§ À faire
**a)** Recopiez à l'identique le passage du texte fourni qui commence à "Dit que sur" et se termine à "deux mille vingt.".
**b)** Pour chacune des affirmations suivantes, indiquez par oui ou par non si elle concorde avec le texte fourni, puis citez mot pour mot les termes qui tranchent. (i) L'arrêt cassé a été rendu par la cour d'appel d'Aix-en-Provence. (ii) Les dépens sont mis à la charge de la société anonyme Les rapides du Littoral. (iii) La décision émane de la chambre commerciale de la Cour de cassation.
**c)** D'après le texte fourni, à quelle date la cour d'appel a-t-elle rendu l'arrêt partiellement cassé ?

§ Texte fourni
--------

7. En se déterminant ainsi, sans rechercher, comme elle y avait été invitée, si la France était le pays où ou à partir duquel les travailleurs accomplissaient habituellement leur travail et s'il ressortait de l'ensemble des circonstances qu'il existait un lien plus étroit entre leurs contrats de travail et un autre pays que celui d'accomplissement habituel du travail, la cour d'appel n'a pas donné de base légale à ses décisions au regard des textes susvisés.

PAR CES MOTIFS, sans qu'il y ait lieu de statuer sur les autres griefs, la Cour :

CASSE ET ANNULE, mais seulement en ce qu'ils condamnent la société anonyme Les rapides du Littoral à payer à Mme S... et MM. M..., K..., L..., C... et B... diverses sommes à titre de rappels d'heures supplémentaires, d'indemnités de repos compensateur, de primes d'ancienneté, de primes de treizième mois, ainsi que de droits à congés payés afférents, l'arrêt rendu le 27 septembre 2018, entre les parties, par la cour d'appel d'Aix-en-Provence ;

Remet, sur ces points, l'affaire et les parties dans l'état où elles se trouvaient avant cet arrêt et les renvoie devant la cour d'appel d'Aix-en-Provence autrement composée ;

Condamne Mme S... et MM. M..., K..., L..., C... et B... aux dépens ;

En application de l'article 700 du code de procédure civile, rejette les demandes ;

Dit que sur les diligences du procureur général près la Cour de cassation, le présent arrêt sera transmis pour être transcrit en marge ou à la suite de l'arrêt partiellement cassé ;

Ainsi fait et jugé par la Cour de cassation, chambre sociale, et prononcé par le président en son audience publique du onze mars deux mille vingt.

--------

§ Données extraites

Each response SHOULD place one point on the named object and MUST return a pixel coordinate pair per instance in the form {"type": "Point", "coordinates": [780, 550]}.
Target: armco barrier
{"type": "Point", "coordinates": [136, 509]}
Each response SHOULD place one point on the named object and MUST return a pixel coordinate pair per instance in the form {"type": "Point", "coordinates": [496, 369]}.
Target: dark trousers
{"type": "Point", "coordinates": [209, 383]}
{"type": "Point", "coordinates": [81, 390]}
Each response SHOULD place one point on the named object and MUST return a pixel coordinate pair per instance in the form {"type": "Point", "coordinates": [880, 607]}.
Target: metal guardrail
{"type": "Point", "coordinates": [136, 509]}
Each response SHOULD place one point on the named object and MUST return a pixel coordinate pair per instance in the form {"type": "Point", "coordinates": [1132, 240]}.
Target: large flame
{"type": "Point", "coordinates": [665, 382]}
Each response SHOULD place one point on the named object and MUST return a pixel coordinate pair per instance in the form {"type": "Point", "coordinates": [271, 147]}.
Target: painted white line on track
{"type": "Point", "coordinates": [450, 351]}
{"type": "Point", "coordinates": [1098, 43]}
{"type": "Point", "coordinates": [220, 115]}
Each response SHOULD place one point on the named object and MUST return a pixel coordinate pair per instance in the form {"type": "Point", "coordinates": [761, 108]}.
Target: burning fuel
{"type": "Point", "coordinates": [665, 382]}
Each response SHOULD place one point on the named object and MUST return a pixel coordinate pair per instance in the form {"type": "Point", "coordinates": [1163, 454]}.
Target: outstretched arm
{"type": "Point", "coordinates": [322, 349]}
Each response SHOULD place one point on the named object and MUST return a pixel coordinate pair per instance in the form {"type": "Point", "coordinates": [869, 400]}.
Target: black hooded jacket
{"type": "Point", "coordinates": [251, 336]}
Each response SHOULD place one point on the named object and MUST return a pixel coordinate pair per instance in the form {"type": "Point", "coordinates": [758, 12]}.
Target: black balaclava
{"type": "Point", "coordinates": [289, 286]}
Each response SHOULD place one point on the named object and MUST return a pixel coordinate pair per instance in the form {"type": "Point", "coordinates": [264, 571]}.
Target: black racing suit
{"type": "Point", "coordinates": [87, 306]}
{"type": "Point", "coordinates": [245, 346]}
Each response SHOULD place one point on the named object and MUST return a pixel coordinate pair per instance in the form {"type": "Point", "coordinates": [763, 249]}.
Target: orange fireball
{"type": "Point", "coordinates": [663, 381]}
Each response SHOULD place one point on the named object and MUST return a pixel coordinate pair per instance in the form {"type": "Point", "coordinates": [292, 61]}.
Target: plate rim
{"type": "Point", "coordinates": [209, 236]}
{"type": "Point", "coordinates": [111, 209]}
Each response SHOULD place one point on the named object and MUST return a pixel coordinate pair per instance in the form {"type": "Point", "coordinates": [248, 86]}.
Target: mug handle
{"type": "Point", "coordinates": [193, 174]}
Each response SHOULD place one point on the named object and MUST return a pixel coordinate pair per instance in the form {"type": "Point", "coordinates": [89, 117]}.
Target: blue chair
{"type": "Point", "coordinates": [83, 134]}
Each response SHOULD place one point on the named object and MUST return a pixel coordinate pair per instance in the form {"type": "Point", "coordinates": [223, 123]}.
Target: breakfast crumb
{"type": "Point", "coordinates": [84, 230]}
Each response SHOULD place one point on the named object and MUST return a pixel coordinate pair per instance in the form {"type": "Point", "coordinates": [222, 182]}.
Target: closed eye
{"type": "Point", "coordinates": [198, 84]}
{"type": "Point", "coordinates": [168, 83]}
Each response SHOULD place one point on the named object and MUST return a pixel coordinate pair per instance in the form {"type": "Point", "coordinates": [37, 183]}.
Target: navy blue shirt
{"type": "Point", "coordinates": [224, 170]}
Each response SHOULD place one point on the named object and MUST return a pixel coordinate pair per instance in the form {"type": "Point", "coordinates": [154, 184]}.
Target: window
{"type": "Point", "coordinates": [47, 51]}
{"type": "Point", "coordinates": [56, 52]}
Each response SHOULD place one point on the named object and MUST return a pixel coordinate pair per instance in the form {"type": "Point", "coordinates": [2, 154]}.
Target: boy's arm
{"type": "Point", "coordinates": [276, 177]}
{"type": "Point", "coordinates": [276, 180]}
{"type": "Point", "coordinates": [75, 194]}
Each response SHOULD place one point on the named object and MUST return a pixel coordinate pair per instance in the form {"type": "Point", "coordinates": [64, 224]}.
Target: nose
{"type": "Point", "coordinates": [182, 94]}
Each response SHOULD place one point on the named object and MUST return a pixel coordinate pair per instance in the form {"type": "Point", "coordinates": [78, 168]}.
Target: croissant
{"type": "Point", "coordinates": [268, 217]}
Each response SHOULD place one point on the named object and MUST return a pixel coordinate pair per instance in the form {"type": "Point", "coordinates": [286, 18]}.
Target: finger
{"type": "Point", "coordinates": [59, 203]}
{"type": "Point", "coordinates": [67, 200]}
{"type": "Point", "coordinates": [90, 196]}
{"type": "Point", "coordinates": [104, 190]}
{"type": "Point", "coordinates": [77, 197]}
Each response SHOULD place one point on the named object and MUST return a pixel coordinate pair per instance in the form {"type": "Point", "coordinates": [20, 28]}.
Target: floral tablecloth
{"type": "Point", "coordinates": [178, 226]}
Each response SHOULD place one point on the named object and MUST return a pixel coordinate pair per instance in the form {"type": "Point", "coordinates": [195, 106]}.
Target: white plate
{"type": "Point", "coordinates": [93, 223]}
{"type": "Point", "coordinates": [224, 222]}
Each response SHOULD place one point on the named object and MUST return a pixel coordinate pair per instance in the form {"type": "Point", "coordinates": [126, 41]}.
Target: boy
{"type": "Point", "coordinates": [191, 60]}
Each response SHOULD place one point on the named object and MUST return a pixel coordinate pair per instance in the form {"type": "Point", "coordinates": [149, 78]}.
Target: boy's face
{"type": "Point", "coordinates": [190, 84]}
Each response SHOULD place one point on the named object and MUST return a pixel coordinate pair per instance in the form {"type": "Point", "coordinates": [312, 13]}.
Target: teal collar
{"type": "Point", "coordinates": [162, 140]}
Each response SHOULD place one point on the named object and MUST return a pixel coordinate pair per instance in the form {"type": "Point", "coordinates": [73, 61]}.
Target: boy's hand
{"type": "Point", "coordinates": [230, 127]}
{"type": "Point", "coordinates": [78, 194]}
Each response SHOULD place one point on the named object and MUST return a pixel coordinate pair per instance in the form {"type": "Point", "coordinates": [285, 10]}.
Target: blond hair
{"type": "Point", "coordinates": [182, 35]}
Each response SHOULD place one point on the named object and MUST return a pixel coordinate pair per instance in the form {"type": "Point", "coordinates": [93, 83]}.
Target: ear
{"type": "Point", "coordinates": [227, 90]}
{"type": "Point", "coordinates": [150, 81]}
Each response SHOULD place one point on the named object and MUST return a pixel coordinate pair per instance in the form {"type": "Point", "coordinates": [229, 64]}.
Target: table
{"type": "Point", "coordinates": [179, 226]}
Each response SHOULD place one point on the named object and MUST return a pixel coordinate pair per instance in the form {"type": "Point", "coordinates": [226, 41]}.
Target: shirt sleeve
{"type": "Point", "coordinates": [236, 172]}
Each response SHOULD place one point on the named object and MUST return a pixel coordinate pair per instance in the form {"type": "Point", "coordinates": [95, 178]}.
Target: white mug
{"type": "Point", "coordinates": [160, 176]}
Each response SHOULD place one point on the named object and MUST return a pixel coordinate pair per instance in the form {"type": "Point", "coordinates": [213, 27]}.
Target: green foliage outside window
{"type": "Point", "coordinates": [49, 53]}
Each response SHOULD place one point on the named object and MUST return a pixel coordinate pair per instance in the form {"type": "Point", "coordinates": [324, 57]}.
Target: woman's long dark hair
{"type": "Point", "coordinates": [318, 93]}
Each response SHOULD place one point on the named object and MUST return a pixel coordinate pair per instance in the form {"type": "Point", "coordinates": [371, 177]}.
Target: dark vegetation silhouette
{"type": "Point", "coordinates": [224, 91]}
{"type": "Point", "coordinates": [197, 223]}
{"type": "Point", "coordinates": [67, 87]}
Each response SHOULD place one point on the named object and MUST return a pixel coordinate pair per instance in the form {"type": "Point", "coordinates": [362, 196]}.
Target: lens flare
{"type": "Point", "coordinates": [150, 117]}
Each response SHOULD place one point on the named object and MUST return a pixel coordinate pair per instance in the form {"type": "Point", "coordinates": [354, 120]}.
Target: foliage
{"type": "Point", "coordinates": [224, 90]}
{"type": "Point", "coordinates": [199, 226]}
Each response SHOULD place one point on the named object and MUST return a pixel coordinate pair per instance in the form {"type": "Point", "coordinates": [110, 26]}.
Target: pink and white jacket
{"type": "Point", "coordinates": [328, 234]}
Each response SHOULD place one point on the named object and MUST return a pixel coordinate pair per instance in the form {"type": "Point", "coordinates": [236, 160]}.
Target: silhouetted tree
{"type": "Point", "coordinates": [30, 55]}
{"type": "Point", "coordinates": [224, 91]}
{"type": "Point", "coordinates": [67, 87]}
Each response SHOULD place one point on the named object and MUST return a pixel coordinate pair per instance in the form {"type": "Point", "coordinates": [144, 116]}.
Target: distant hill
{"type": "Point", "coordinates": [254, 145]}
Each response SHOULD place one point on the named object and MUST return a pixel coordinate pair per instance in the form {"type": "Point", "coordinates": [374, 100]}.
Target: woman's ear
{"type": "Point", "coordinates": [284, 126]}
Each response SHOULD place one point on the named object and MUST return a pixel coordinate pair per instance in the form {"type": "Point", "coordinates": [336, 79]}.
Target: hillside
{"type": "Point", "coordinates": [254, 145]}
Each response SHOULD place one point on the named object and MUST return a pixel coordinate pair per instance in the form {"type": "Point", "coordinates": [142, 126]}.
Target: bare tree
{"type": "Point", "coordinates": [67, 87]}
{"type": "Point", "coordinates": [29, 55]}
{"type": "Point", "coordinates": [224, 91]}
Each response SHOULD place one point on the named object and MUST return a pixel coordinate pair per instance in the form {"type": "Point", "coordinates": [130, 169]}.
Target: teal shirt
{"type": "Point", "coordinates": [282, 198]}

--------

§ Réponses
**a)**
Dit que sur les diligences du procureur général près la Cour de cassation, le présent arrêt sera transmis pour être transcrit en marge ou à la suite de l'arrêt partiellement cassé ;

Ainsi fait et jugé par la Cour de cassation, chambre sociale, et prononcé par le président en son audience publique du onze mars deux mille vingt.

**b)**
(i) Oui : « l'arrêt rendu le 27 septembre 2018, entre les parties, par la cour d'appel d'Aix-en-Provence ».
(ii) Non : « Condamne Mme S... et MM. M..., K..., L..., C... et B... aux dépens ».
(iii) Non : « Ainsi fait et jugé par la Cour de cassation, chambre sociale ».

**c)** Le 27 septembre 2018.